_Entries supplied:_
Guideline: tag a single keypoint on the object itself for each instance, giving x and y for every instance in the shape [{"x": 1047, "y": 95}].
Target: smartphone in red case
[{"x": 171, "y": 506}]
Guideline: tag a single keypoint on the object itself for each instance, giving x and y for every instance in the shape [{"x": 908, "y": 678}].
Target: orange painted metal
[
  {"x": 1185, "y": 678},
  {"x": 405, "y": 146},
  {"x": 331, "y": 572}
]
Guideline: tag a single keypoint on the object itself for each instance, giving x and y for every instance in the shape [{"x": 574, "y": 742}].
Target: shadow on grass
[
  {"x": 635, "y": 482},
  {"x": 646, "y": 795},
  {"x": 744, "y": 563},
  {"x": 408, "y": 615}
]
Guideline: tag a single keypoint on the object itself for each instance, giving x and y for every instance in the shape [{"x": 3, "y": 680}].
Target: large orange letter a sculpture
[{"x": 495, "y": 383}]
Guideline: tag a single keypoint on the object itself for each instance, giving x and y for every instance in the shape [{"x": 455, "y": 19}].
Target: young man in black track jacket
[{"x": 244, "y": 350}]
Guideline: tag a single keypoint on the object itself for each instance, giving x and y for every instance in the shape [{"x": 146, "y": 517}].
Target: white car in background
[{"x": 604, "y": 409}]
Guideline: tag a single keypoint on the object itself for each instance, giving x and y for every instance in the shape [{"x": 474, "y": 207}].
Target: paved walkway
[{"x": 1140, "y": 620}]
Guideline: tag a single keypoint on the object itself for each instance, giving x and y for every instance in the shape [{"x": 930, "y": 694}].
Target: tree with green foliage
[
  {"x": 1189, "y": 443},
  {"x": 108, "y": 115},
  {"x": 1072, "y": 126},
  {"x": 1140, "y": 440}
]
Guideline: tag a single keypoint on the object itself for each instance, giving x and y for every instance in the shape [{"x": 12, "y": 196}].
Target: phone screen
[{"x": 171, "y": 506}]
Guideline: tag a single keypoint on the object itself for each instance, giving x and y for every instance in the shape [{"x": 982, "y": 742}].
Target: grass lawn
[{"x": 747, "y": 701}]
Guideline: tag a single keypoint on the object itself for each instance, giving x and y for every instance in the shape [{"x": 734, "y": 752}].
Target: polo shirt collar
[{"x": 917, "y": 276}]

_Required task:_ Reproduce each entry above exactly, keeping every word.

_Correct result:_
Guideline: tag a single keypoint on the object itself for each instance, giving x and y for every instance in the shape [{"x": 1047, "y": 95}].
Target: smartphone in red case
[{"x": 171, "y": 506}]
Guideline: tag a single keypoint on the object itself for each instance, giving x and y for every instance in the shape [{"x": 908, "y": 678}].
Target: orange painted metal
[
  {"x": 1185, "y": 678},
  {"x": 405, "y": 146},
  {"x": 331, "y": 572}
]
Guideline: tag a single keypoint on the object itself for each instance, giving x and y for every instance in the shape [{"x": 574, "y": 742}].
Target: shadow on grass
[
  {"x": 635, "y": 482},
  {"x": 646, "y": 795},
  {"x": 744, "y": 563},
  {"x": 408, "y": 615}
]
Guideline: tag a single keypoint on the object itself for each instance, giving x and y for every instance in the shape [{"x": 3, "y": 680}].
Target: large orange letter a sculpture
[{"x": 495, "y": 383}]
Guideline: tag a single keypoint on the object itself for each instance, giving x and y for every instance in the shape [{"x": 455, "y": 19}].
Target: young man in black track jacket
[{"x": 244, "y": 350}]
Guideline: tag a single keypoint on the object itself for each instance, giving x and y for every instance in the shape [{"x": 146, "y": 517}].
Target: white car in background
[{"x": 604, "y": 409}]
Guideline: tag a single keypoint on the object itself for each instance, giving x and y for every instance in the shape [{"x": 474, "y": 207}].
Target: paved walkway
[{"x": 1140, "y": 620}]
Guideline: tag a single keypoint on the object itself for each instance, giving x and y for every instance in the shape [{"x": 930, "y": 694}].
Target: tree with green foliage
[
  {"x": 1189, "y": 443},
  {"x": 108, "y": 115},
  {"x": 1072, "y": 126},
  {"x": 1140, "y": 440}
]
Guideline: tag a single keypoint on the object itself for each instance, giving x and y for every instance in the shape [{"x": 12, "y": 196}].
Target: phone screen
[{"x": 171, "y": 506}]
Guideline: tag a single keypoint on the object itself for each instance, giving x and y for every instance in the shape [{"x": 982, "y": 742}].
Target: grass lawn
[{"x": 747, "y": 701}]
Guideline: tag a single keypoint on the object itself for each instance, giving x and y for every instance in the shape [{"x": 734, "y": 752}].
Target: polo shirt collar
[{"x": 917, "y": 276}]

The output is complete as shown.